Stored data entries:
_____
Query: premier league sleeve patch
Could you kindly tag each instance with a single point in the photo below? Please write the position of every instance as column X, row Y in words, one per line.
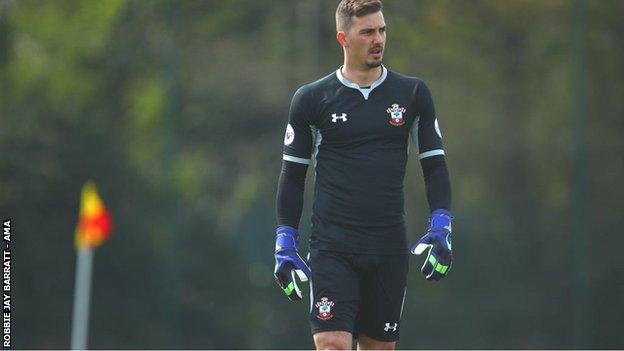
column 324, row 306
column 289, row 136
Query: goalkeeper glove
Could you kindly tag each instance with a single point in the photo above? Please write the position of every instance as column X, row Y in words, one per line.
column 288, row 263
column 438, row 243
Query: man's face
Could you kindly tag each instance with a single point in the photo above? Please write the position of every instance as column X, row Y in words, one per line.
column 366, row 39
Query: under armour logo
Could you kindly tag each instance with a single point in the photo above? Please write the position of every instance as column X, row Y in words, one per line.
column 342, row 117
column 393, row 328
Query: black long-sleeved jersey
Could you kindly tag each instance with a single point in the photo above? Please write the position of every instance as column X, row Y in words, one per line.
column 358, row 140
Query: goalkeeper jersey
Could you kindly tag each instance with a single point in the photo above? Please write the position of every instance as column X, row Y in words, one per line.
column 357, row 140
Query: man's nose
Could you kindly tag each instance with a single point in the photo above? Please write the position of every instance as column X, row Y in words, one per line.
column 378, row 38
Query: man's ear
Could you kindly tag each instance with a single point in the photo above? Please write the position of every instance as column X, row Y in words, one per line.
column 341, row 37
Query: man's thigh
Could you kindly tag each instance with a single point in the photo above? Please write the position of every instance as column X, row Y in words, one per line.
column 334, row 292
column 382, row 296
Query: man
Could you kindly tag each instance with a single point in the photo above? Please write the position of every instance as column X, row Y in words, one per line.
column 354, row 125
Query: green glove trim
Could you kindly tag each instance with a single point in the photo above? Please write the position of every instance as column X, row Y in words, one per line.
column 288, row 290
column 437, row 266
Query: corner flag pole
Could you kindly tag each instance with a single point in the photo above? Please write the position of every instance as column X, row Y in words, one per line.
column 82, row 293
column 94, row 226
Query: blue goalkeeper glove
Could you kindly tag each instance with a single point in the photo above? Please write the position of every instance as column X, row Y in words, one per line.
column 288, row 263
column 437, row 242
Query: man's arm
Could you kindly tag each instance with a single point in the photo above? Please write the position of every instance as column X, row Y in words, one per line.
column 289, row 198
column 428, row 141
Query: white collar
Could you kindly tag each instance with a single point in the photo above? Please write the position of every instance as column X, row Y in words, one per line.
column 365, row 91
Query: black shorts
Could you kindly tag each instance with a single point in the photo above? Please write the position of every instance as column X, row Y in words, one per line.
column 357, row 293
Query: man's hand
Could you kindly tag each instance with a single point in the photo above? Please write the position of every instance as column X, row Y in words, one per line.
column 438, row 243
column 288, row 263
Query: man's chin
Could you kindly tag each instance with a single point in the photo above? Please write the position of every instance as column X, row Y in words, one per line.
column 373, row 64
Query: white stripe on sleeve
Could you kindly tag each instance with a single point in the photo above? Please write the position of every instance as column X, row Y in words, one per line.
column 305, row 161
column 431, row 153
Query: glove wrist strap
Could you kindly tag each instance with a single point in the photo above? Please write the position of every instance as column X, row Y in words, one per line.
column 286, row 237
column 440, row 219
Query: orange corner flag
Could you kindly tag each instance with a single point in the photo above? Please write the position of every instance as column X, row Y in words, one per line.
column 94, row 224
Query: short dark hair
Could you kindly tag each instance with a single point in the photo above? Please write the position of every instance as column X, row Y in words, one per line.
column 347, row 9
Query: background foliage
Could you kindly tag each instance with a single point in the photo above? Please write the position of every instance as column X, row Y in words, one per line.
column 177, row 110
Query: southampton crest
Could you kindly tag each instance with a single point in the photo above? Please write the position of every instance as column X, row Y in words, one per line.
column 396, row 115
column 324, row 307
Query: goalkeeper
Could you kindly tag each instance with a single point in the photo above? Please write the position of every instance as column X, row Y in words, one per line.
column 354, row 126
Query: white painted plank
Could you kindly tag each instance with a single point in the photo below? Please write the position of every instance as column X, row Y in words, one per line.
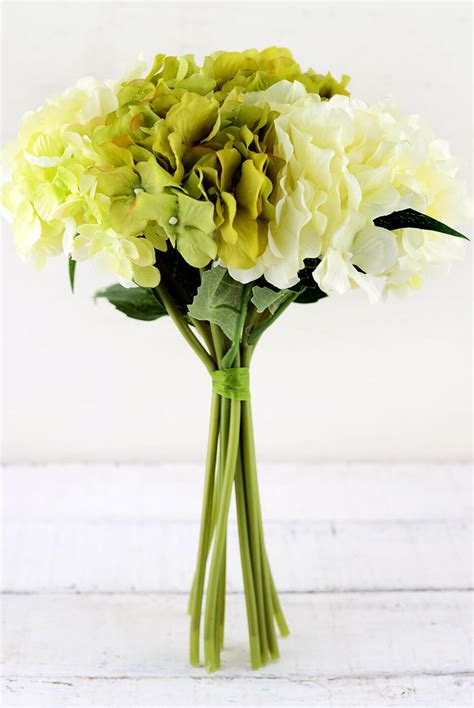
column 146, row 636
column 148, row 557
column 173, row 492
column 373, row 692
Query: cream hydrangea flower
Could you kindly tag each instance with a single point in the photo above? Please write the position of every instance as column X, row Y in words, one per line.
column 61, row 186
column 347, row 163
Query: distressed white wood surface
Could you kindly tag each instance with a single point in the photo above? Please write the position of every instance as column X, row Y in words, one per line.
column 374, row 561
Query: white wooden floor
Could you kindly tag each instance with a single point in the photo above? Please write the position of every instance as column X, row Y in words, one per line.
column 373, row 564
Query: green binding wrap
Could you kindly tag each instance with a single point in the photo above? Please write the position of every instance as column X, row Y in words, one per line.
column 232, row 383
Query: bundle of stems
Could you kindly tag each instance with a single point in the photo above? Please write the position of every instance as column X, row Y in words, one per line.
column 230, row 466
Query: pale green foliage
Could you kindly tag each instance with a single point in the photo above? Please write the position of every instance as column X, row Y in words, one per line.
column 218, row 300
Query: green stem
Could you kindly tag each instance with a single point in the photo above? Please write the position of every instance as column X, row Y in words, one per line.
column 211, row 653
column 232, row 353
column 247, row 573
column 253, row 525
column 205, row 532
column 185, row 330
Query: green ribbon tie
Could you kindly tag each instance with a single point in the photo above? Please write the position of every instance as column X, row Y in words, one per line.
column 232, row 383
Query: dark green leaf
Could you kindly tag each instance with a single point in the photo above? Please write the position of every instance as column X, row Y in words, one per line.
column 180, row 279
column 267, row 298
column 411, row 219
column 308, row 289
column 72, row 272
column 139, row 303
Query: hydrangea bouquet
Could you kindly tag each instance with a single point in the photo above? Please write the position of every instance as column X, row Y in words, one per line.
column 219, row 195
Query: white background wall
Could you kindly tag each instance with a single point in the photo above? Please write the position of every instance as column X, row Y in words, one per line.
column 338, row 380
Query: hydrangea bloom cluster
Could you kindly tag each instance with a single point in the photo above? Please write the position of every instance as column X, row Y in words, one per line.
column 223, row 193
column 246, row 161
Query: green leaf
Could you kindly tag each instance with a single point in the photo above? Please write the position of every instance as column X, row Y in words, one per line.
column 218, row 300
column 138, row 303
column 265, row 298
column 72, row 272
column 308, row 289
column 411, row 219
column 181, row 279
_____
THE EXERCISE:
Convert all of the material above into a two-column CSV with the headers input and output, giving each text and its answer one row. Put every field in double quotes, turn line breaks into spaces, and leave the pictures out.

RESULT:
input,output
"Query: premier league sleeve patch Could you kindly tag each instance with a single point in the photo below? Please write the position of every instance as column X, row Y in words, one per line.","column 324, row 306 column 289, row 136"
"Query: goalkeeper glove Could you kindly tag each instance with a single point in the photo above? Please write the position of every instance as column X, row Y in words, one per line.","column 288, row 263 column 438, row 243"
"Query: man's face Could you kindly tag each instance with a single point in the photo above? Please write the position of every instance as column X, row Y in words, one per line.","column 366, row 39"
"Query: under armour logo Could you kindly tag each instance with a single point in the photo above? Please write the position of every instance as column X, row Y in words, one per line.","column 342, row 117 column 393, row 328"
"Query: black long-sleeved jersey Could you kindly tag each instance with a single point in the photo above? Please write the position of every instance as column X, row Y in words, one per line.","column 358, row 140"
"Query: goalkeeper jersey Could you kindly tag each instance with a single point in the photo above? Please write the position of every instance as column X, row Y in words, one per line.","column 357, row 140"
"Query: man's nose Could you kindly tag each instance with a single point in the photo above? Please write the position of every instance as column X, row Y in words, one per line.","column 378, row 38"
"Query: man's ear Could you kindly tag each instance with a single point in the photo above? Please write the position of every instance as column X, row Y in words, one per line.","column 341, row 37"
"Query: man's thigh Could you kindly tag each instance with a single point in the photo above? Please write the position of every instance as column X, row Y in words, one per line.","column 334, row 292 column 382, row 296"
"Query: man Could you kindly tag each instance with a single point in the photo above? Please write the position of every instance as column X, row Y in words, one per line.","column 354, row 125"
"Query: green glove trim Could you kindly tag each instance with a single point in the photo above? Please write the position of every instance as column X, row Y in words, one per line.","column 288, row 290 column 437, row 266"
"Query: corner flag pole Could you kindly tag each instance with a single point in the photo above? Please write the position of every instance as column X, row Y in words, one per line.","column 82, row 293 column 94, row 226"
"Query: blue goalkeeper glove Could you kindly tag each instance with a single point in the photo above? Please write the position of every instance as column X, row Y in words, one per line.","column 288, row 263 column 437, row 242"
"Query: man's arm Could you kindly tag each instance with a single point in the photo above? Please write the position of every instance as column X, row Y in words, one per line.","column 289, row 198 column 428, row 141"
"Query: white collar Could you kindly tag each instance with a single point in the photo above? Please write the position of every instance as column X, row Y in words, one per line.","column 365, row 91"
"Query: black shorts Could you kindly tag each instance with a single point in the photo above? Please write the position of every instance as column X, row Y in words, one per line.","column 357, row 293"
"Query: man's hand Could you kindly tag each instance with a single point in the photo above? Please write the position of every instance as column X, row Y in words, one per line.","column 438, row 243 column 288, row 263"
"Query: man's chin Could you kindly tag each instance with a single point in the photo above? Please write the position of every instance as column X, row Y in words, one per line.","column 373, row 64"
"Query: white stripe on sleeve Could you kindly tag each instance with a single point in the photo above? Please write the position of every instance as column X, row Y in words, one per line.","column 305, row 161 column 431, row 153"
"Query: glove wrist strap Could you kindly tag each instance with a single point in the photo above? Please write the position of every instance as column X, row Y in words, one per line.","column 286, row 237 column 440, row 219"
"Query: orange corner flag Could you kindly tag each instance with a single point in the photo above? Please write the position of every instance as column X, row Y in words, one per line.","column 94, row 224"
"Query: short dark hair Could you kindly tag each instance with a single point in the photo above? Please write the position of every instance as column X, row Y in words, one per line.","column 347, row 9"
"Query: background foliage Could you kindly tag each instance with a single point in the photo above? Please write the position of every instance as column X, row Y in words, one per line.","column 177, row 110"
"Query: southampton crest Could you kindly tag each instance with a single point in the photo above? Please write the position of every instance as column X, row Y in words, one per line.","column 396, row 115 column 324, row 307"
"Query: goalkeeper Could you kindly tag each instance with a single point in the photo above? Please write the position of every instance as column X, row Y in words, one per line.","column 354, row 126"
"Query: white painted plank Could you kindly tag each instance with a single point in the photo below? Please write the position of every instance as column X, row Y in words, one per line.","column 146, row 636 column 148, row 557 column 173, row 492 column 373, row 692"
"Query: cream hydrangea flower Could you kindly tag each instance with a single point in the photo above? Please write the position of every instance as column X, row Y in words, one per line.","column 61, row 186 column 347, row 163"
"Query: distressed white wood surface Could you kindly tag each instance with a single point in the photo above? Please write the position of every instance as column X, row Y in words, one per line.","column 374, row 561"
"Query: white wooden floor Could you kindly tag each instance with a single point in the photo above? Please write the position of every instance as column X, row Y in words, one per line.","column 373, row 564"
"Query: green binding wrap Could you kindly tag each instance with a single point in the photo above? Please write the position of every instance as column X, row Y in words, one per line.","column 232, row 383"
"Query: bundle of stems Could you kindly tag each instance with a single point in the photo above? Please write the position of every instance as column X, row Y in words, one per line.","column 230, row 466"
"Query: pale green foliage Could you kindly tag each instance with a single point in the photo above? Please write the position of every instance as column X, row Y in words, one per line.","column 218, row 300"
"Query: green stem Could you kindly tag each instance with a single point in the photo above? Please write the position of every instance as column X, row Y in words, one per line.","column 211, row 653 column 232, row 353 column 247, row 573 column 253, row 525 column 205, row 532 column 185, row 330"
"Query: green ribbon tie Could you kindly tag each instance with a single point in the photo above? Please write the position of every instance as column X, row Y in words, one per line.","column 232, row 383"
"Query: dark green leaf Could you kindly tag each instance with a single point in the photo above? Please write the position of every instance as column X, row Y in words, one per line.","column 180, row 279 column 267, row 298 column 411, row 219 column 308, row 289 column 72, row 272 column 139, row 303"
"Query: hydrangea bouquet Could you kindly tag each instance with a single point in the photo above? Please write the position of every instance as column X, row Y in words, one per line.","column 219, row 195"
"Query: white background wall Could you kindly tag each instance with a single point in the photo above? Please write the position of every instance as column X, row Y in words, one per line.","column 338, row 380"
"Query: hydrangea bloom cluster Could you kindly tag each instance with a single point in the photo above? Please write the position of every instance as column X, row Y in words, one per line.","column 223, row 193 column 246, row 161"
"Query: green leaf Could you kindly tag each instance with a single point in the photo above? Please write the position of every instance as column X, row Y in words, one per line.","column 218, row 300 column 138, row 303 column 265, row 298 column 72, row 272 column 308, row 289 column 411, row 219 column 181, row 279"